Goal of the exercise | Set down all the lines below, each one exactly as shown.

Task data |
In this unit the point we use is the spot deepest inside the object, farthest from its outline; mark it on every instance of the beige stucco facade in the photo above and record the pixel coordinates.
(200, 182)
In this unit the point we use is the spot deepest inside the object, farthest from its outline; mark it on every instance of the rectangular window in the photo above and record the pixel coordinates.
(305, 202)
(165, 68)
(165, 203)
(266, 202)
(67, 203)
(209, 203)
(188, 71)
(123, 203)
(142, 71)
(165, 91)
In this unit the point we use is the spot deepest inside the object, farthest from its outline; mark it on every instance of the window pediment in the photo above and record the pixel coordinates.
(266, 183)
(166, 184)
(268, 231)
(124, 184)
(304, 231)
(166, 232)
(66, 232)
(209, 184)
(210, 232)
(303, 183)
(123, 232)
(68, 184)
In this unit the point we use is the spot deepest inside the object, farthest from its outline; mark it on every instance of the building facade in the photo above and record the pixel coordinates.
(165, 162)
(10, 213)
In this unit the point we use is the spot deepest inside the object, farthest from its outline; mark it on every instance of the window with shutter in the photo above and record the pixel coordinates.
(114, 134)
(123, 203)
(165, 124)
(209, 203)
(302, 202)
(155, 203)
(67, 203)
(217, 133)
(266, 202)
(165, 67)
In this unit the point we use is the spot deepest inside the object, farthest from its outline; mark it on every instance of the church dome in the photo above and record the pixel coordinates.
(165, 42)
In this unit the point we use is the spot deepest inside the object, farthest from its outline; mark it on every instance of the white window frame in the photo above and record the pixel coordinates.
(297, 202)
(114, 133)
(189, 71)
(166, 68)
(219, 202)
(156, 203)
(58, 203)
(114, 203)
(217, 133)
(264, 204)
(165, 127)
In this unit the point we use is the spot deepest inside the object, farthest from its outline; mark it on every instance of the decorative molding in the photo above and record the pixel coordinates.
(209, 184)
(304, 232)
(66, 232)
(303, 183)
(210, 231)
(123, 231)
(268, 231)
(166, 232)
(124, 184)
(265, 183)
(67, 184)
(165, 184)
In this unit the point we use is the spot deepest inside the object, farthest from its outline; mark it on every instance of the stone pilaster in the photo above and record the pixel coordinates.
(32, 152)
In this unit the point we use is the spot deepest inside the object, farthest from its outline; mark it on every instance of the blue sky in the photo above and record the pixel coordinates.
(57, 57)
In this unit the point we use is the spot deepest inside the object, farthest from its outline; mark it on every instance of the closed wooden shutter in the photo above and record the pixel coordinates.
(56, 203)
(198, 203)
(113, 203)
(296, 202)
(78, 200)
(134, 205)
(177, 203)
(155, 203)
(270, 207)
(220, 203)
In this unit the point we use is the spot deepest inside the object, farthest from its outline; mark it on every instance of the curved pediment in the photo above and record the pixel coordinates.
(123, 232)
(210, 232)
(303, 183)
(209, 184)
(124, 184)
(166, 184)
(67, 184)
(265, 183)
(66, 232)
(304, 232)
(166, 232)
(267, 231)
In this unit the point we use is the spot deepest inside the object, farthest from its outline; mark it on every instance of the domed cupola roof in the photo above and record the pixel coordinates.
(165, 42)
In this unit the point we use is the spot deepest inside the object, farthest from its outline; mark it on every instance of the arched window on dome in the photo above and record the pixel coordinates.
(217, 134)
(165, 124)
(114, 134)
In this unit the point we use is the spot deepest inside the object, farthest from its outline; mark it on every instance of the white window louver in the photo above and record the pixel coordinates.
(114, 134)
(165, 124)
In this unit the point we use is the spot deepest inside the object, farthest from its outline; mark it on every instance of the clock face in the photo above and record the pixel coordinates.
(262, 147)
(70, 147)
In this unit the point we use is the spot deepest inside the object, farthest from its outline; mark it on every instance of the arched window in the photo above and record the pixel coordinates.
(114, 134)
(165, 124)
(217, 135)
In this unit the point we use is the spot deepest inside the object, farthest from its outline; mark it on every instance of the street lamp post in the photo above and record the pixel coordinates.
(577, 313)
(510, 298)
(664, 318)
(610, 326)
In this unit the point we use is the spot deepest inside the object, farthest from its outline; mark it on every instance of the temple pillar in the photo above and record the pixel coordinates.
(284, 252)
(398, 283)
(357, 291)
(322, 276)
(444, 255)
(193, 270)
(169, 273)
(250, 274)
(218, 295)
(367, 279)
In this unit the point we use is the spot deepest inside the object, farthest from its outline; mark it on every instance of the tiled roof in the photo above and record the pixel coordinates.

Written answer |
In this unit the point we use is the spot deepest inside the object, farthest from its outline; mark it on every instance of the beige stucco facade in the photo above and record the pixel coordinates.
(200, 182)
In this unit the point we use is the spot deepest inside the object, farthest from its outline; mark it on every instance of the rectangular window in the photo above and record the pixel coordinates.
(305, 202)
(165, 68)
(165, 203)
(266, 202)
(67, 203)
(209, 203)
(188, 71)
(123, 203)
(142, 71)
(165, 91)
In this unit the point we use is the spot deepest inside the object, farthest from its outline; mark it on every instance of the window pediment in the photo above and record the pixel coordinates.
(266, 183)
(166, 184)
(268, 231)
(124, 184)
(304, 231)
(166, 232)
(66, 232)
(209, 184)
(210, 232)
(303, 183)
(123, 232)
(68, 184)
In this unit the point we use is the spot deepest inside the object, farthest from its outline; mark it on every instance of the building facade in the photo above and record the pixel coordinates.
(165, 162)
(10, 213)
In this unit the point we use is the spot deepest inside the object, farthest from its outline; mark it on every instance of the window with shutter in the photo above and record the pixel coordinates.
(114, 134)
(123, 203)
(165, 124)
(209, 203)
(302, 202)
(155, 203)
(67, 203)
(217, 133)
(266, 202)
(165, 67)
In this unit the point we use is the spot deepest inside the object, farthest from its outline; mark it on every instance of the church dome in the photo above and record the pixel coordinates.
(165, 42)
In this unit the point we use is the spot deepest inside the object, farthest from its outline; mark it on every instance of the white window frame in the photo above and record the pixel coordinates.
(297, 202)
(114, 133)
(189, 71)
(166, 68)
(219, 202)
(156, 203)
(58, 203)
(114, 203)
(217, 133)
(264, 204)
(165, 127)
In this unit the point we use is the spot deepest inside the object, farthest from its outline; mark it on every instance of the decorative molding in the photo above and record the pixel coordinates.
(209, 184)
(304, 232)
(66, 232)
(303, 183)
(210, 231)
(123, 231)
(268, 231)
(166, 232)
(124, 184)
(265, 183)
(67, 184)
(165, 184)
In this unit the point we use is the spot deepest inside the object, farthest from its outline; mark it on every instance of the stone pilaster in the photo above and record the pixel coordinates.
(32, 152)
In this unit the point we use is the spot deepest inside the object, farthest from its outline; mark it on every instance of the blue sky in the photo above and record the pixel coordinates.
(57, 57)
In this unit the point we use is the spot deepest inside the object, farthest from its outline; mark it on every instance of the closed wooden shutter in the photo above and record the pixel coordinates.
(56, 203)
(198, 203)
(113, 203)
(296, 202)
(78, 200)
(134, 205)
(177, 203)
(155, 203)
(270, 207)
(220, 203)
In this unit the point we use is the spot deepest inside the object, farthest from its outline; mark it on every instance of the curved pediment in the photo above and record the pixel coordinates.
(123, 232)
(210, 232)
(303, 183)
(209, 184)
(124, 184)
(166, 184)
(67, 184)
(265, 183)
(66, 232)
(304, 232)
(166, 232)
(267, 231)
In this unit the point we use is the spot deepest inside the object, farthest from its outline; mark it on every instance of the domed cupola roof in the photo above and record the pixel coordinates.
(165, 42)
In this unit the point we use is the spot deepest inside the object, farthest from its outline; mark it on every instance of the arched window on dome in the photo above and record the pixel coordinates.
(217, 134)
(165, 124)
(114, 134)
In this unit the point we use is the spot deepest inside the object, farthest from its outline; mark it on every instance of the white window louver in the photo above and record the pixel coordinates.
(114, 134)
(165, 124)
In this unit the point we use is the spot deepest inside the object, farthest from its outline; mark it on every instance of the clock face in the photo above and record the pixel coordinates.
(262, 147)
(70, 147)
In this unit the point we use is the spot deepest inside the object, farthest from its outline; mark it on every instance of the arched window in the photo above and record the pixel coordinates.
(114, 134)
(165, 124)
(217, 135)
In this unit the point we use is the spot deepest inside the object, farthest from its outline; mark it on every instance of the street lamp post in the photo above and record the pixel coordinates.
(577, 313)
(510, 298)
(664, 318)
(610, 326)
In this unit the point we use is the spot deepest inside the object, farthest from its outline; mark it on every instance of the temple pillar in the photo above and record the pixel coordinates.
(284, 252)
(398, 283)
(357, 291)
(322, 276)
(444, 255)
(193, 270)
(169, 273)
(250, 274)
(218, 295)
(367, 279)
In this unit the point we use is the spot deepest inside the object, farthest from its outline; mark it on every instance of the tiled roof in the photo above and record the pixel coordinates.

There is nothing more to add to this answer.